■ **GIVEN PROBLEM**
Please explain, in one to three sentences, why the forum thread below says Sylvester Stallone is being inducted into the boxing hall of fame.
++++ SOURCE ++++
# Mixed reviews



## Hand Sword (Dec 8, 2010)

Sylvester Stallone's "Rocky Balboa" has been voted into the boxing hall of fame along with Mike Tyson and Julio Ceasar Chavez. So far, the discussion for and against an actor who has not fought at all getting into this hall of fame has been 50/50. What are your thoughts? Like it? Dislike it? Irrelevant?


----------



## Skpotamus (Dec 13, 2010)

I don't think fictional characters should be in a sports hall of fame.  It's a big snub to the actual athletes and fighters that get in there IMHO.


----------



## lklawson (Dec 13, 2010)

It's bullcrap.

Fictional characters don't deserve this.

This smells of publicity stunt.

Peace favor your sword,
Kirk


----------



## elder999 (Dec 13, 2010)

lklawson said:


> It's bullcrap.
> 
> Fictional characters don't deserve this.
> 
> ...


 

Sylvester Stallone is being inducted for writing the screenplay, and for his contribution to boxing-for many kids at the time (like, around my age at the time...15)the movie was an inspiration to box. The Hall of Fame has a category for non-participants, and I imagine that's where "Rocky" will wind up.....


----------



## Skpotamus (Dec 14, 2010)

elder999 said:


> Sylvester Stallone is being inducted for writing the screenplay, and for his contribution to boxing-for many kids at the time (like, around my age at the time...15)the movie was an inspiration to box. The Hall of Fame has a category for non-participants, and I imagine that's where "Rocky" will wind up.....



If it's Stallone getting put into a non participant category for the good PR, then that wouldn't bother me.  If it's a fictional character, I'd be pissed.


----------



## Danny T (Dec 19, 2010)

Hand Sword said:


> Sylvester Stallone's "Rocky Balboa" has been voted into the boxing hall of fame along with Mike Tyson and Julio Ceasar Chavez. So far, the discussion for and against an actor who has not fought at all getting into this hall of fame has been 50/50. What are your thoughts? Like it? Dislike it? Irrelevant?



Rocky Balboa is not being inducted Sylvester Stallone is for "Cinematic Achievement in Boxing". Stallone wrote all of the Rocky films and was the executive producer and host of the boxing reality series "The Contender". He was voted in for his cinematic contribution to boxing.

There are 25 other "Observers" - Print and media journalists, publishers, writers,  historians, photographers and artists in the Hall of Fame including:
Howard Cosell
Larry Merchant
Bert Sugar


----------



## lklawson (Dec 20, 2010)

Danny T said:


> Rocky Balboa is not being inducted Sylvester Stallone is for "Cinematic Achievement in Boxing". Stallone wrote all of the Rocky films and was the executive producer and host of the boxing reality series "The Contender". He was voted in for his cinematic contribution to boxing.


Good to know.  Thanks.  It does make a difference.

Peace favor your sword,
Kirk


----------
++++ DATA PROVIDED ++++
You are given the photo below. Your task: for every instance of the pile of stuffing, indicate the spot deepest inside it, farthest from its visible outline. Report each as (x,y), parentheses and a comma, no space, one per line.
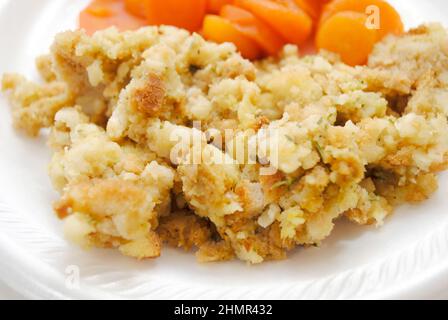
(161,137)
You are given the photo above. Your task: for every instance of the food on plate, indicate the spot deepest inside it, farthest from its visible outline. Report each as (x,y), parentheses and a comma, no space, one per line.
++++
■ **FINAL RESULT**
According to the thread, Stallone is being inducted for "Cinematic Achievement in Boxing" because he wrote all of the Rocky films and was executive producer and host of the boxing reality series "The Contender." One reply adds that the movie inspired many kids to box and that the Hall of Fame has a category for non-participants.